Exercise objective
Please return the whole listing, character for character.

Dataset extract
────────

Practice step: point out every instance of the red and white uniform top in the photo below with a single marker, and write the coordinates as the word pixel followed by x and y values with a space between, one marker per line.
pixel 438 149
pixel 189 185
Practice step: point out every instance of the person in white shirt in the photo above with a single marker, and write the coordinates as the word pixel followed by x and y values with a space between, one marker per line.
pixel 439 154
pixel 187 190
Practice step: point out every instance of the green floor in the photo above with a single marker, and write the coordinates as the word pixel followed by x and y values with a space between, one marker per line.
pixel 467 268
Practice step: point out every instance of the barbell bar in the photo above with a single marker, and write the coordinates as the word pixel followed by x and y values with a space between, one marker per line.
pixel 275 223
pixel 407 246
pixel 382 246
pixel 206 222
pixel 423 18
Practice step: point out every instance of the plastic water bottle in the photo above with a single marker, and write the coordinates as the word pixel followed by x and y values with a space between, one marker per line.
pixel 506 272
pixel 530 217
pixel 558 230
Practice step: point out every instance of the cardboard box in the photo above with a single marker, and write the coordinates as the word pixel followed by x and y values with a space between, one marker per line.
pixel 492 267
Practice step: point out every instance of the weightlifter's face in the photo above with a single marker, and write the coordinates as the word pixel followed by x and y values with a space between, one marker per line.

────────

Answer to this task
Practice step: point out every instance of the red and white uniform top in the photo below with a single marker, and write the coordinates as the word pixel followed by x and y values with a space between, one marker per line.
pixel 438 149
pixel 189 185
Practice step: point out every instance of the person in white shirt in the photo above with a single marker, and write the coordinates as the word pixel followed by x and y values with a space between, one marker per line.
pixel 439 154
pixel 187 190
Practice step: point out every instance of the green floor in the photo above with a single marker, and write the coordinates as the word pixel followed by x and y values with a space between, one marker per line.
pixel 467 268
Practice step: point out every instance of the barbell bar in the photo above with a single marker, and write the coordinates as the word pixel followed by x and y values with a space between, one marker per line.
pixel 275 223
pixel 407 246
pixel 382 246
pixel 206 222
pixel 423 18
Practice step: point out every instance of the plastic water bottle in the photo above with a single marker, and write the coordinates as the word pixel followed by x and y values with a space between, one marker per line.
pixel 506 272
pixel 530 217
pixel 558 230
Practice step: point out every instance of the cardboard box in the photo above with a single marker, and write the coordinates as the word pixel followed by x and y values with a space between, one marker per line.
pixel 492 267
Practice step: point out every instance of the weightlifter's face in the photo above with a single marker, and write the coordinates as the word pixel followed by x and y values with a space between, one marker per line.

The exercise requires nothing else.